**SOURCE DOCUMENT:**
'''
For those in the Kremlin who hoped that anticorruption protests on March 26 were a random episode, June 12 must have come as an unpleasant surprise. On Russia’s national holiday—marking the 1990 parliamentary declaration of sovereignty from the Soviet Union—tens of thousands of people went to the streets across the country to repeat their “No” to Vladimir Putin’s authoritarianism and corruption. Just as in March, most of those who took part in the rallies represented Russia’s young generation—university and high school students; those in late teens and early twenties; those who were raised (and in many cases born) under Putin but who are increasingly rejecting the nepotism, the lack of accountability, and the sheer arrogance of the small group that has now held power for nearly two decades. The rallies drew a wide cross-section of opposition groups—from supporters of anticorruption campaigner Alexei Navalny’s 2018 presidential bid to activists of Mikhail Khodorkovsky’s Open Russia movement who carried placards with the faces of Russia’s “Irremovable Regiment”—Putin and members of his close circle who have come to symbolize the corruption and abuses of his eighteen-year rule.

The protests were held in 187 cities and towns across Russia—more than twice as many as in March. Chants of “Russia without Putin” and “Russia will be free!” could be heard in Moscow and Barnaul, in Novosibirsk and Kazan, in Vladivostok and Kaliningrad, in Krasnodar and Khabarovsk. Most of the rallies were “unauthorized,” and their participants were assailed by riot police and officers of the National Guard, who wielded batons against demonstrators, including women and teenagers. “[One could] get the impression that we are dealing with an occupying army,” Khodorkovsky observed. Directing the attack against protesters on Moscow’s Tverskaya Street was Sergei Kusyuk, a former commanding officer of Ukraine’s now-defunct Berkut unit that tried to suppress the demonstrations on Kiev’s Maidan Square in 2013 and 2014. He is now wanted by the Ukrainian authorities on criminal charges.
'''
**PROBLEM SET:**
(A) According to the passage on Russia's June 12 protests, in how many cities and towns were the protests held?
(B) Transcribe the passage on Russia's June 12 protests, everything from "The protests were" down to "on criminal charges.".
(C) Write the next part of the passage on Russia's June 12 protests, starting after its last sentence.
The records come from a separate source.

**LISTED RECORDS:**
'''
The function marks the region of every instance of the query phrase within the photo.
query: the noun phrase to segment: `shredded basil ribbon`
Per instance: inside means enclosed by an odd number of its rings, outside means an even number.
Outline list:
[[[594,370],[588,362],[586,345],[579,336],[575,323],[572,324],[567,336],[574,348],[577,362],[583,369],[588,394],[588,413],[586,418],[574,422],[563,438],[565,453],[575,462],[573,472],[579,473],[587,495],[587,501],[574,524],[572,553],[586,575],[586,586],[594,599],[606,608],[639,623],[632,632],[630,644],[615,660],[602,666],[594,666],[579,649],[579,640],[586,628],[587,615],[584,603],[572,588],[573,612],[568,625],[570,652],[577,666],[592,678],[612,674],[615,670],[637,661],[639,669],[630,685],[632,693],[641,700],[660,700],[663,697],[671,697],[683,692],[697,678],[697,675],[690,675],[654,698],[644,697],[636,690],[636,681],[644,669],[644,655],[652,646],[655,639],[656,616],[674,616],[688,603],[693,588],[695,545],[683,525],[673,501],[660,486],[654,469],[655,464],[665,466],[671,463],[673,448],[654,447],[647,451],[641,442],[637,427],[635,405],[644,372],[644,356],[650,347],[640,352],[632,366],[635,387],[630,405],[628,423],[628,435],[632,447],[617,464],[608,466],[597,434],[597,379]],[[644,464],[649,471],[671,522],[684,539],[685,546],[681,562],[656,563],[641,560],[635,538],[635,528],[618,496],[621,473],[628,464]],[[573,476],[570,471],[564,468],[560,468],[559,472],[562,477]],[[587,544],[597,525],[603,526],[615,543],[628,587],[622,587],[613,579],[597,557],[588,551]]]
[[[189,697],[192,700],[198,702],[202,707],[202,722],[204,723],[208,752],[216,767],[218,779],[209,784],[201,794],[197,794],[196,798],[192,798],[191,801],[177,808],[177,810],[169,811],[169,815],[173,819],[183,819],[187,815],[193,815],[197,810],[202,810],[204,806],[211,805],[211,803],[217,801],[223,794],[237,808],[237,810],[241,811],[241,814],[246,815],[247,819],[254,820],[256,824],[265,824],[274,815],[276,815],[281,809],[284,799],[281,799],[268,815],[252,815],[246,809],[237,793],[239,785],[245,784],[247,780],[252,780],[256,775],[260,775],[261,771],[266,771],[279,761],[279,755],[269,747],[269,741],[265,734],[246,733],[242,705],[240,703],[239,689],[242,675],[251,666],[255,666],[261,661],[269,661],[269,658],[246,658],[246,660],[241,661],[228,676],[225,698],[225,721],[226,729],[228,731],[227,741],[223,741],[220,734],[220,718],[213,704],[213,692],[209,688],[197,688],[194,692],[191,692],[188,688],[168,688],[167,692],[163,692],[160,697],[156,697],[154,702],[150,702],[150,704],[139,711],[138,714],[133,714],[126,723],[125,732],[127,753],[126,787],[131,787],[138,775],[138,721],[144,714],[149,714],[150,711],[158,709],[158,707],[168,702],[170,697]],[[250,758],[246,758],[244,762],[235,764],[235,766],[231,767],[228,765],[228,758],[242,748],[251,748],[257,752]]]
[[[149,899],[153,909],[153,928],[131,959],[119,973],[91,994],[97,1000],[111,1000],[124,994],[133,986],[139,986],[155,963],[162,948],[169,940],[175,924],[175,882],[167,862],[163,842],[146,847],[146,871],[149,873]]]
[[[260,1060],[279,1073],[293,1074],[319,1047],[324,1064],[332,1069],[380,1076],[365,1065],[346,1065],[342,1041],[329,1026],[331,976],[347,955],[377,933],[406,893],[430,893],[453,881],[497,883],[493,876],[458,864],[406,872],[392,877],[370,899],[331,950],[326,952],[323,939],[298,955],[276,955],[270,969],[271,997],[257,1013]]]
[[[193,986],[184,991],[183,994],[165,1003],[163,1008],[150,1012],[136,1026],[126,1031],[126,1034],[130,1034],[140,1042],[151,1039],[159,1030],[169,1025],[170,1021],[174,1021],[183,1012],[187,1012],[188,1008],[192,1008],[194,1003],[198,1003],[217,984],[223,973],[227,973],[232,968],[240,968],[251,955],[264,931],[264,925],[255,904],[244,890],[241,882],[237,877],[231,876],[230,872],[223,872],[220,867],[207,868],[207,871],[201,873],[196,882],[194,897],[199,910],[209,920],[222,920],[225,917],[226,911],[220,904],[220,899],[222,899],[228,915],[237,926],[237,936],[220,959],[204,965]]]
'''
'''
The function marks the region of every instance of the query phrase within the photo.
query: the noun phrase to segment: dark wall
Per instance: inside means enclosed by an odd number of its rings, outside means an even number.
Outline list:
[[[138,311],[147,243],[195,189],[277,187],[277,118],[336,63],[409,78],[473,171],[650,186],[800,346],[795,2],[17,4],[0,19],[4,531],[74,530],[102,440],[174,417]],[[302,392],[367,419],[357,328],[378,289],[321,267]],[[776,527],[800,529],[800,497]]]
'''
'''
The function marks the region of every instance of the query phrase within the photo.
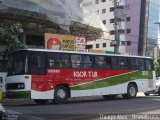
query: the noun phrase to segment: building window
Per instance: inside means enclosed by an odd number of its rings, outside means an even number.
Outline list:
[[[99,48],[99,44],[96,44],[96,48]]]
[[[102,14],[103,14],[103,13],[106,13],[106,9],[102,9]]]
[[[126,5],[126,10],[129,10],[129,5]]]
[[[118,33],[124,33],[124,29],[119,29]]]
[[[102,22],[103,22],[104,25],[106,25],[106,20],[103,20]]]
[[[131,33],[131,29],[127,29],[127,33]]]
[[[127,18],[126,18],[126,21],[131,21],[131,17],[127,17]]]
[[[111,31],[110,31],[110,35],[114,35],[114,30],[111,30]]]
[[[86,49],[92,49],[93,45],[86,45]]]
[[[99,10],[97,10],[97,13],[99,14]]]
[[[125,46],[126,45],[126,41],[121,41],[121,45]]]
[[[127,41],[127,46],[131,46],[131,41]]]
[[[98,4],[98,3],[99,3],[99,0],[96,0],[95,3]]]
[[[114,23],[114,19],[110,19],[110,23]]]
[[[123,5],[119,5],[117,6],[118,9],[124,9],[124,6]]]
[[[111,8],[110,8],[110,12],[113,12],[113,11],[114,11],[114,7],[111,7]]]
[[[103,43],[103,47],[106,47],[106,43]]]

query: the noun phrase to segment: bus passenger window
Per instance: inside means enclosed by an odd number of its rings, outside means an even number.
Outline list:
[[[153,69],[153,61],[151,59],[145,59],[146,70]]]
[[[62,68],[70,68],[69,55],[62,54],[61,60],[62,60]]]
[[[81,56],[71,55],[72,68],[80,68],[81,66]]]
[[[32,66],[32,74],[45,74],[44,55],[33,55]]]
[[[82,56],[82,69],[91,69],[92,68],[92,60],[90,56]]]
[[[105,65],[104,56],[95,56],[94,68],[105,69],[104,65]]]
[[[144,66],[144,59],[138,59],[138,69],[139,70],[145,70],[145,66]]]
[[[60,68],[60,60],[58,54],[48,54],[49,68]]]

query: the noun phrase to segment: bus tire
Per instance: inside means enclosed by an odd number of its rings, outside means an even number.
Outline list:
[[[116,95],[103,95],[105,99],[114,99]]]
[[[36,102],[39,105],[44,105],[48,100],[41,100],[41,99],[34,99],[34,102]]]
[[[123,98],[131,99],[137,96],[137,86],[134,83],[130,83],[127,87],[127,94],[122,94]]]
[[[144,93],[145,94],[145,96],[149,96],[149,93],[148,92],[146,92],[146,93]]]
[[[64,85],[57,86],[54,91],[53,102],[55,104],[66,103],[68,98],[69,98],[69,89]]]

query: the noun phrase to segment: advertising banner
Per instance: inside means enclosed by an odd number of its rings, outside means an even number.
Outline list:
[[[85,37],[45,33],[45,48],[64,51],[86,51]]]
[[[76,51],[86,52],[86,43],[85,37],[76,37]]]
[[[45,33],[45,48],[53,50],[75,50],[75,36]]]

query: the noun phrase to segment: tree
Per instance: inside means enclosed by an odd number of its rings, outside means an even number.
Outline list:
'''
**RESULTS IN ORDER:**
(A) 187 cities and towns

(B)
The protests were held in 187 cities and towns across Russia—more than twice as many as in March. Chants of “Russia without Putin” and “Russia will be free!” could be heard in Moscow and Barnaul, in Novosibirsk and Kazan, in Vladivostok and Kaliningrad, in Krasnodar and Khabarovsk. Most of the rallies were “unauthorized,” and their participants were assailed by riot police and officers of the National Guard, who wielded batons against demonstrators, including women and teenagers. “[One could] get the impression that we are dealing with an occupying army,” Khodorkovsky observed. Directing the attack against protesters on Moscow’s Tverskaya Street was Sergei Kusyuk, a former commanding officer of Ukraine’s now-defunct Berkut unit that tried to suppress the demonstrations on Kiev’s Maidan Square in 2013 and 2014. He is now wanted by the Ukrainian authorities on criminal charges.

(C)
More than 1,700 arrests were made in a single day. Some protest leaders—including Navalny—were arrested before they could make it to the rallies. In St. Petersburg, Andrei Pivovarov, leader of the local Open Russia branch, was blockaded in his apartment by officers from the Interior Ministry. The same happened to his colleague Nikolai Artemenko. “There are people in plainclothes and some who are in uniform,” he wrote. “What do they tell their children when they come home—that they spent the day catching criminals?”

The United States, the European Union, and Canada have issued strong-worded statements, calling on the Kremlin to “immediately release all peaceful protesters.” The Russian authorities are doing anything but. Hundreds of people—not only opposition activists, but journalists and even passers-by—have been handed fines and jail sentences ranging from two to thirty days. In St. Petersburg, a woman was initially acquitted, but her nineteen-year-old daughter was sentenced to jail. When the mother asked the judge not to separate her from her daughter, he agreed—and sent her to jail as well. “Russian justice has conquered yet another mountaintop of humanism,” remarkedopposition politician Dmitri Gudkov.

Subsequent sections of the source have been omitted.